| WHAT TO DO |
When the line containing "find the brown rock" appears in the entries below, begin printing there and stop after the line containing "find the eyebrow"; print each of those lines exactly and no other line.

Excerpts from a dataset:

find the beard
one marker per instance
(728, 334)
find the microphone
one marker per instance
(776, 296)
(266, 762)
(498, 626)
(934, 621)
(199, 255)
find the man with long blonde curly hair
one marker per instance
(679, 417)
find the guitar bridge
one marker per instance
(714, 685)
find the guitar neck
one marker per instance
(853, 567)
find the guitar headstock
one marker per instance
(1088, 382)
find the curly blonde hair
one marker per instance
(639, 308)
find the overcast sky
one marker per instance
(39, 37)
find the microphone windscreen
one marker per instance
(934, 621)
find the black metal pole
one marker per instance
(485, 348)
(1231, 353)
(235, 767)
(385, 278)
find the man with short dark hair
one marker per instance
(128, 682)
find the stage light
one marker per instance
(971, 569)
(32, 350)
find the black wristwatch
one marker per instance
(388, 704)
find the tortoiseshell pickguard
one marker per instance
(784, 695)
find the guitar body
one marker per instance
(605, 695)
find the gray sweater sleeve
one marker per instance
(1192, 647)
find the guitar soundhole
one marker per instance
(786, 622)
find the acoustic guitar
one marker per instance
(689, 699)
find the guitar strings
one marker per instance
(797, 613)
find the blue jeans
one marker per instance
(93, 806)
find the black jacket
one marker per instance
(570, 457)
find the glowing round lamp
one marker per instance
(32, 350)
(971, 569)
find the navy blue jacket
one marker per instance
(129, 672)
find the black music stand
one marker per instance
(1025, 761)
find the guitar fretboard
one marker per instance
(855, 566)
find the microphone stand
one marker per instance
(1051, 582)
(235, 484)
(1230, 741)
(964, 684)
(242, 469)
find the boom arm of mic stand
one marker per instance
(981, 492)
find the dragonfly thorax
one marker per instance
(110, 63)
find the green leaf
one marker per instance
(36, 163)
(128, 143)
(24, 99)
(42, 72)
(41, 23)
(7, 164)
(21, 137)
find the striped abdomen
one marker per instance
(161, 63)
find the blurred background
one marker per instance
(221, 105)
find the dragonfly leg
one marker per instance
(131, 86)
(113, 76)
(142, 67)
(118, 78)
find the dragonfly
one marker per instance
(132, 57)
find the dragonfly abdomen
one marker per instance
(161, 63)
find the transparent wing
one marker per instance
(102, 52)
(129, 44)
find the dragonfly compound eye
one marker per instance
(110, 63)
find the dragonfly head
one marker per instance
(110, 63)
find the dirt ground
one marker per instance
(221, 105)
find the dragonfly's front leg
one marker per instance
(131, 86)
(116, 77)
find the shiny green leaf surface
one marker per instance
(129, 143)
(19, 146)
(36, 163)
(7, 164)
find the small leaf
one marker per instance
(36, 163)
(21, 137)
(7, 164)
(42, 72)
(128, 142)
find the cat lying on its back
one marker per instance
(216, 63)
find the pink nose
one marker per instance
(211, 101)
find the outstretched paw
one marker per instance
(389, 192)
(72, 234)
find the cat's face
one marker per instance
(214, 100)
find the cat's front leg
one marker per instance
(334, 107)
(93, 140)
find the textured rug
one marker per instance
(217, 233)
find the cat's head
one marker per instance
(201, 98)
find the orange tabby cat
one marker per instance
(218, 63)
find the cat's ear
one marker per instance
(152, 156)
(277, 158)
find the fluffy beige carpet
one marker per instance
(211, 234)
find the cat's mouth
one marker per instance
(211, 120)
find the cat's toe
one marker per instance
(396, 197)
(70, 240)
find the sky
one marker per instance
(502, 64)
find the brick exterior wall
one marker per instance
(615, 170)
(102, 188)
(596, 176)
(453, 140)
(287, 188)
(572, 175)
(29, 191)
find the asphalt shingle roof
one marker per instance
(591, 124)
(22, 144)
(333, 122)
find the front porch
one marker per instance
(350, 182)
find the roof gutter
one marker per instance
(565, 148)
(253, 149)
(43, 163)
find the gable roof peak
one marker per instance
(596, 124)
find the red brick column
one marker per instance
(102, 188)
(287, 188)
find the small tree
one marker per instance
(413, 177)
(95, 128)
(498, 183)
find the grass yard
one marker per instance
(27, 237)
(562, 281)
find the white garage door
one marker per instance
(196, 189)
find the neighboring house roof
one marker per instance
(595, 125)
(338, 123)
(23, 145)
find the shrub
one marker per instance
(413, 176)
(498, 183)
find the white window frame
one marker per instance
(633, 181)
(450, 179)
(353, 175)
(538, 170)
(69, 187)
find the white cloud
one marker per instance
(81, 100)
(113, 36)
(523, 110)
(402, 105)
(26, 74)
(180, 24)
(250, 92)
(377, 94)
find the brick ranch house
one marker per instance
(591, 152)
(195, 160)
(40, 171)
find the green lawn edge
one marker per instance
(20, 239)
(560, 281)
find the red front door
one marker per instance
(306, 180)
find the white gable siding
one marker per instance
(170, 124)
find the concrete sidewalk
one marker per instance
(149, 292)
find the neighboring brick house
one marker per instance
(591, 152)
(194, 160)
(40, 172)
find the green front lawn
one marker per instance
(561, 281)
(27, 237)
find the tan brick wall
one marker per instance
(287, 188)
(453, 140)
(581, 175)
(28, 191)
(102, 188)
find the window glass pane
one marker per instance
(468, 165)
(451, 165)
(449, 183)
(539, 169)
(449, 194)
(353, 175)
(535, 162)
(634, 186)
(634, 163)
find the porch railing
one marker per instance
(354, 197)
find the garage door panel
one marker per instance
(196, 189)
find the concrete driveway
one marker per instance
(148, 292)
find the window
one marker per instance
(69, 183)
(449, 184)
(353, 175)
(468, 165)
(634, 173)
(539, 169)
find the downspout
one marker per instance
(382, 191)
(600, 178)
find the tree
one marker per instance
...
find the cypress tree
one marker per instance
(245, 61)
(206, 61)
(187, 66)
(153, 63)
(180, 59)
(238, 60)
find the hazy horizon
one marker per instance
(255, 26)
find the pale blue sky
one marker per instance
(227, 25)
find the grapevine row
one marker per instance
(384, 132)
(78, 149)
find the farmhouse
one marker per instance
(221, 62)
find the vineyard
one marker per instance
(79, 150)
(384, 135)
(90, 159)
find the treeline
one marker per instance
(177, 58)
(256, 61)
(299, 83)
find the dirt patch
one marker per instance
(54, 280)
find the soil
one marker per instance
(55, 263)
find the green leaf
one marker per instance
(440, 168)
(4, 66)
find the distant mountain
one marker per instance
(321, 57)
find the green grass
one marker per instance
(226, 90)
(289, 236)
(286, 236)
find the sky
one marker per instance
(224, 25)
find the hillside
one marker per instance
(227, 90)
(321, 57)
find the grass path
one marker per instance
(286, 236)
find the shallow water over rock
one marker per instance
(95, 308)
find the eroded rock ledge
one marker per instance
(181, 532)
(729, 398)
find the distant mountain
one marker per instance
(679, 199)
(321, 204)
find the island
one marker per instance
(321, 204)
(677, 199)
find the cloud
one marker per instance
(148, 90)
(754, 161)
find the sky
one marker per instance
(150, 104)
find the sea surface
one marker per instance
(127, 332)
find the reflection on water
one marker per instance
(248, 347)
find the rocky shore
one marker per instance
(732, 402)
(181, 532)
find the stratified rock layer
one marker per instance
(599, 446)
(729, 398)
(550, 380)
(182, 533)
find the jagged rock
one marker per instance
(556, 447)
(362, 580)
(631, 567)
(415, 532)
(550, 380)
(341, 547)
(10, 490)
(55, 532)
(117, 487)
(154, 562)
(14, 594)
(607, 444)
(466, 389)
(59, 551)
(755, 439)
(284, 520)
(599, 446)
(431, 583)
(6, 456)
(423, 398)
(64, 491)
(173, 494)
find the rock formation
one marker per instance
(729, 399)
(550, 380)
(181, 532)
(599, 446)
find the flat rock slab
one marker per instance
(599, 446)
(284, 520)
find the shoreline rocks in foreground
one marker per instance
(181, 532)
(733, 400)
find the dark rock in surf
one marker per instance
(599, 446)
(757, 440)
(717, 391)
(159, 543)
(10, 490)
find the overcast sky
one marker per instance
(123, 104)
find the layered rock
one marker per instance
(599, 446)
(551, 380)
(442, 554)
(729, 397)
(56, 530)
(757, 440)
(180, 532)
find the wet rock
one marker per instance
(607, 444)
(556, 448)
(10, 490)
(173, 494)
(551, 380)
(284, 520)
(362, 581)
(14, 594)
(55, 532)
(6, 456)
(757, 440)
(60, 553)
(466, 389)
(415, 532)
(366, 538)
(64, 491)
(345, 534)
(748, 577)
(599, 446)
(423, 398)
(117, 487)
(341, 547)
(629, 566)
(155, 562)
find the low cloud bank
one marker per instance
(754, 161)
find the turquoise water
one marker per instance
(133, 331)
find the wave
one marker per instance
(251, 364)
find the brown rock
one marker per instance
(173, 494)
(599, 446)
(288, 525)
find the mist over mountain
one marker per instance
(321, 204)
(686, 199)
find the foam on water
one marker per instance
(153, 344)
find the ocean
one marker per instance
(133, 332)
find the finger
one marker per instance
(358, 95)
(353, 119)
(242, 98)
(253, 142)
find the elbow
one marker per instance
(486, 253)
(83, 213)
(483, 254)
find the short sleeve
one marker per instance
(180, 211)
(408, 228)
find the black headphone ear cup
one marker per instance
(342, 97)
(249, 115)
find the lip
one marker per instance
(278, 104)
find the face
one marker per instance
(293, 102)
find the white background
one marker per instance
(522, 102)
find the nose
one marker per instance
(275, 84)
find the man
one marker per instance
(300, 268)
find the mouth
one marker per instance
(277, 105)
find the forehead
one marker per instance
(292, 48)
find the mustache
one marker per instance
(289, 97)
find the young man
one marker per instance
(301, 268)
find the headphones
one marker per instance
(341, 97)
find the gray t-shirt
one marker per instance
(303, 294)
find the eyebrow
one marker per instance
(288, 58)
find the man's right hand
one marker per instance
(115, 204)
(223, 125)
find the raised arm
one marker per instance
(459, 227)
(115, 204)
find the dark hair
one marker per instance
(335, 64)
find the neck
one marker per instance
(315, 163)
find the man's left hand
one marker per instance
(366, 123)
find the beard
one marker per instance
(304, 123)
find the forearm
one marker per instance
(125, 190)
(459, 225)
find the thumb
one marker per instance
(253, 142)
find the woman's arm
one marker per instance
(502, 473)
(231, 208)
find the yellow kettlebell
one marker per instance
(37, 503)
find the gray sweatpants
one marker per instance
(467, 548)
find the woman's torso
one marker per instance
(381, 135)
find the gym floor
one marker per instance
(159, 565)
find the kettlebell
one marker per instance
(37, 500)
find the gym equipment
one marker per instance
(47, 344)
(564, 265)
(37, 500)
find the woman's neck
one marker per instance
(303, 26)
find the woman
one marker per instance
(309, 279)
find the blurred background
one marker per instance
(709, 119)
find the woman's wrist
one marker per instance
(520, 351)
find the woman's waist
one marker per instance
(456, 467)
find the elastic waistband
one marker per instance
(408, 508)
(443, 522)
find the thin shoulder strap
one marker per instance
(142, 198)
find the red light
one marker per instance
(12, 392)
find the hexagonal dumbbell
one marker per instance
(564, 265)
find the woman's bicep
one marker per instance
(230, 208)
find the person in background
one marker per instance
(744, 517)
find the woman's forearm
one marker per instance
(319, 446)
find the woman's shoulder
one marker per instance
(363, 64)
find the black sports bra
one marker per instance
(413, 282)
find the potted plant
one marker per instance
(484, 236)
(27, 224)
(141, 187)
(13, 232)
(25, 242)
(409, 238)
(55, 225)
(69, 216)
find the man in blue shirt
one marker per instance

| EXPECTED ANSWER |
find the brown rock
one marker per instance
(173, 494)
(599, 446)
(288, 525)
find the mist over mountain
one marker per instance
(321, 204)
(686, 199)
find the foam on water
one marker per instance
(153, 344)
find the ocean
one marker per instance
(133, 332)
find the finger
one marker per instance
(358, 95)
(353, 119)
(242, 98)
(253, 142)
find the elbow
one marker per instance
(486, 253)
(83, 213)
(483, 254)
find the short sleeve
one marker per instance
(180, 211)
(408, 228)
find the black headphone ear cup
one marker per instance
(342, 97)
(249, 115)
find the lip
one marker per instance
(278, 104)
find the face
one marker per instance
(293, 102)
find the white background
one marker per instance
(522, 102)
find the nose
one marker per instance
(275, 84)
find the man
one marker per instance
(300, 268)
find the mouth
one marker per instance
(277, 105)
find the forehead
one marker per instance
(292, 48)
find the mustache
one marker per instance
(289, 97)
find the young man
one marker per instance
(301, 268)
find the headphones
one marker per instance
(341, 97)
find the gray t-shirt
one marker per instance
(303, 294)
find the eyebrow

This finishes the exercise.